* Short task A *
From the commentary posts, echo the passage starting with "22 January 2010" and going on through "their audience combined.".
* Short task B *
In the commentary posts, how many votes would Senate Democrats need to change the Senate bill through Budget Reconciliation?
* Short task C *
Turn the paragraph of the commentary posts that begins "The Republican upset in Massachusetts" into a short bulleted list of its main points.
──────── Page text
Uncommon Commentary #98

Obama said recently that he would rather be "a really good one-term president than a mediocre two-term president."  This quote is incomplete, since he gave no opinion on being the worst president to serve any number of terms.

29 January 2010

Uncommon Commentary #97: It Ought to be Spelled "Wreckonciliation"

The Republican upset in Massachusetts is welcome news, but I don't see how it means what many have said it means, namely, that Health Scare (see the list of Domanisms) can be pronounced "dead."  The Senate and House bills, after all, have both already passed their respective chambers, and so all that remains to be done is to reconcile these evil non-identical twins into a single piece of legislation for Emperor Nerobama to sign into law.  Since I used the word "reconcile" in the previous sentence, this is a suitable opportunity to point out that Senate Democrats could make use of Budget Reconciliation to modify the Senate’s Health Scare with a mere 51 votes—really only 50, since Biden would cast the deciding vote in the event of a deadlock.  Moreover, Budget Wreckonciliation won’t even be necessary if the House of Reprehensives accepts the senatorial bill in its present form.  Anyway, even before the election, Democrats were whispering that, should the unthinkable happen, they would delay Mr. Brown's swearing-in long enough so that Kennedy's temporary replacement could vote for the final version of Health Scare. (Well, what do you expect in the Obama Nation: optimism?)

22 January 2010

Uncommon Commentary #96

Just as after "9/11," celebrities of popular "culture"—now there's an oxymoron—have taken to telethons to urge everyone (else) to send money, this time to Haiti.  It seems to me that their message is being sent to the wrong audience; they ought to exhort not working people but each other, since they're probably richer than all the members of their audience combined.
────────────────
──────── Record list
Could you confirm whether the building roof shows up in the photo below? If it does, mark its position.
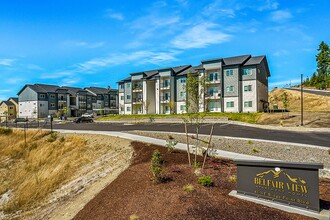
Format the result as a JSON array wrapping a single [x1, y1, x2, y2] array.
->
[[0, 101, 14, 105], [244, 56, 266, 66], [17, 83, 59, 95], [177, 64, 203, 76], [222, 55, 251, 66], [8, 97, 18, 104]]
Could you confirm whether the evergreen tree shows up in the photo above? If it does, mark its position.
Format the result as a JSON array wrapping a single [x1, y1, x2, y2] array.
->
[[316, 41, 330, 89]]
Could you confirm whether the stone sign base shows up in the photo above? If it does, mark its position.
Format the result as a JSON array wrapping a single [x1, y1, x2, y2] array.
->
[[229, 190, 330, 220]]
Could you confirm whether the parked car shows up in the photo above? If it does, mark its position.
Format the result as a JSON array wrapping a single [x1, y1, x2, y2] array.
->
[[14, 118, 28, 123], [81, 113, 94, 118], [73, 117, 93, 123]]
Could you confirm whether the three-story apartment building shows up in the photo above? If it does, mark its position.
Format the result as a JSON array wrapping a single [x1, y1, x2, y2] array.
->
[[18, 84, 118, 118], [118, 55, 270, 114]]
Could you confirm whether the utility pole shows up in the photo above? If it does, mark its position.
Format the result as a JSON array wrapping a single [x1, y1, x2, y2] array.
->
[[300, 74, 304, 126]]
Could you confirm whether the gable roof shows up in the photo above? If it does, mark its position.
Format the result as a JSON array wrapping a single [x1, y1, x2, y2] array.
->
[[222, 55, 251, 66], [7, 97, 18, 104]]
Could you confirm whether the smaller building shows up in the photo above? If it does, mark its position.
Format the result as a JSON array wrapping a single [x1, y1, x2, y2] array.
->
[[0, 98, 18, 121]]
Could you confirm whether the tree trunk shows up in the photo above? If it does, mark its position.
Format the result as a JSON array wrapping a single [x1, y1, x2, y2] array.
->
[[202, 124, 214, 170]]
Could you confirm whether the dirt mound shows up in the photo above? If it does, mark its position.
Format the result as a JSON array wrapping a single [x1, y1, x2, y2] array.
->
[[74, 142, 330, 220]]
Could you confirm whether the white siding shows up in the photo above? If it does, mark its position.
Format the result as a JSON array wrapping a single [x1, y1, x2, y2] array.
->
[[223, 97, 238, 112], [176, 102, 186, 114], [242, 80, 258, 112]]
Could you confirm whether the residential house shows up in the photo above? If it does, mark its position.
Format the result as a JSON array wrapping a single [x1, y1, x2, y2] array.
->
[[118, 55, 270, 114]]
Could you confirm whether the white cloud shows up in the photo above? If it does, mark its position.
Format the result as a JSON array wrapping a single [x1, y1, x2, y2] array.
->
[[171, 23, 231, 49], [0, 59, 15, 66], [75, 51, 180, 73], [62, 40, 104, 49], [270, 10, 292, 22]]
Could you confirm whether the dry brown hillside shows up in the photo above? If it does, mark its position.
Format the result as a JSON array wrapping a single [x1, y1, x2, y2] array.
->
[[268, 89, 330, 112]]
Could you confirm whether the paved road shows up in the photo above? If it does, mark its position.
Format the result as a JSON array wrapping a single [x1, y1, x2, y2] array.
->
[[287, 88, 330, 96], [5, 122, 330, 147]]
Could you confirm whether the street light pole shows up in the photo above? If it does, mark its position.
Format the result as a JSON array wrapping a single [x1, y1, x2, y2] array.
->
[[300, 74, 304, 126]]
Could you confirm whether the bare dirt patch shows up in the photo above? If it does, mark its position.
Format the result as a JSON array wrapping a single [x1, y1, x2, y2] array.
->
[[0, 130, 133, 219], [74, 142, 330, 220]]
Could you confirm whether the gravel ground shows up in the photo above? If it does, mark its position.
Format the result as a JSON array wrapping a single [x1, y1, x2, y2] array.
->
[[129, 131, 330, 174]]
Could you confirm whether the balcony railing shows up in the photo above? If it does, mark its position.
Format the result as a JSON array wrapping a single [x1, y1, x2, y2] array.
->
[[205, 93, 221, 99], [160, 83, 170, 89], [133, 98, 142, 104], [160, 96, 171, 102]]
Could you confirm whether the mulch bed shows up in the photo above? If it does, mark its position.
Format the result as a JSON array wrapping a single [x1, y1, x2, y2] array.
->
[[74, 142, 330, 220]]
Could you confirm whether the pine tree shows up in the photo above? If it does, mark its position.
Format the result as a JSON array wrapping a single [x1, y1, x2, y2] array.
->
[[316, 41, 330, 89]]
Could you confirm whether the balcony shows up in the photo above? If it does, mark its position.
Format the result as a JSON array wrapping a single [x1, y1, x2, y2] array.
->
[[160, 82, 171, 90], [132, 85, 143, 92], [160, 96, 171, 103], [205, 93, 221, 99], [132, 98, 142, 104]]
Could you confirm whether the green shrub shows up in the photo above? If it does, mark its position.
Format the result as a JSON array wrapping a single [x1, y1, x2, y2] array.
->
[[0, 127, 13, 135], [229, 175, 237, 183], [182, 184, 195, 193], [198, 176, 213, 187], [150, 150, 163, 183]]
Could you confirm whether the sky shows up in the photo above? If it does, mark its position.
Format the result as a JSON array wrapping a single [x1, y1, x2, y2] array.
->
[[0, 0, 330, 101]]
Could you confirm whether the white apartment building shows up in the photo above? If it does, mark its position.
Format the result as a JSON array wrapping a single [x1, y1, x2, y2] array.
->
[[118, 55, 270, 114]]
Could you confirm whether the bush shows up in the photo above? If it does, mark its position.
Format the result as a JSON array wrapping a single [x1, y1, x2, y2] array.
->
[[0, 127, 13, 135], [47, 132, 57, 143], [182, 184, 195, 193], [229, 175, 237, 183], [150, 150, 163, 183], [198, 176, 213, 187]]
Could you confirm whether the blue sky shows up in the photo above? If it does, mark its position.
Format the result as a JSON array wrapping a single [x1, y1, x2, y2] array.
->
[[0, 0, 330, 100]]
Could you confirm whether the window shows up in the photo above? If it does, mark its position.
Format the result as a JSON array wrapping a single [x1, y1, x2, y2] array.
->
[[244, 101, 252, 107], [243, 68, 252, 76], [226, 86, 234, 92], [226, 102, 234, 108], [226, 70, 234, 76], [209, 73, 213, 81], [244, 85, 252, 92], [214, 73, 218, 81]]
────────────────
* Correct output A *
22 January 2010

Uncommon Commentary #96

Just as after "9/11," celebrities of popular "culture"—now there's an oxymoron—have taken to telethons to urge everyone (else) to send money, this time to Haiti.  It seems to me that their message is being sent to the wrong audience; they ought to exhort not working people but each other, since they're probably richer than all the members of their audience combined.

* Correct output B *
A mere 51 votes, or really only 50, since Biden would cast the deciding vote in a deadlock.

* Correct output C *
- The Republican upset in Massachusetts is welcome news, but the writer doesn't see it as meaning that "Health Scare" is dead.
- The Senate and House bills have both already passed their chambers. All that remains is to reconcile them into a single bill to be signed into law.
- Senate Democrats could use Budget Reconciliation to modify the Senate bill with 51 votes. That is really only 50, since Biden would break a deadlock.
- Reconciliation won't even be needed if the House accepts the Senate bill in its present form.
- Even before the election, Democrats were whispering that they would delay Mr. Brown's swearing-in. That way Kennedy's temporary replacement could vote on the final version.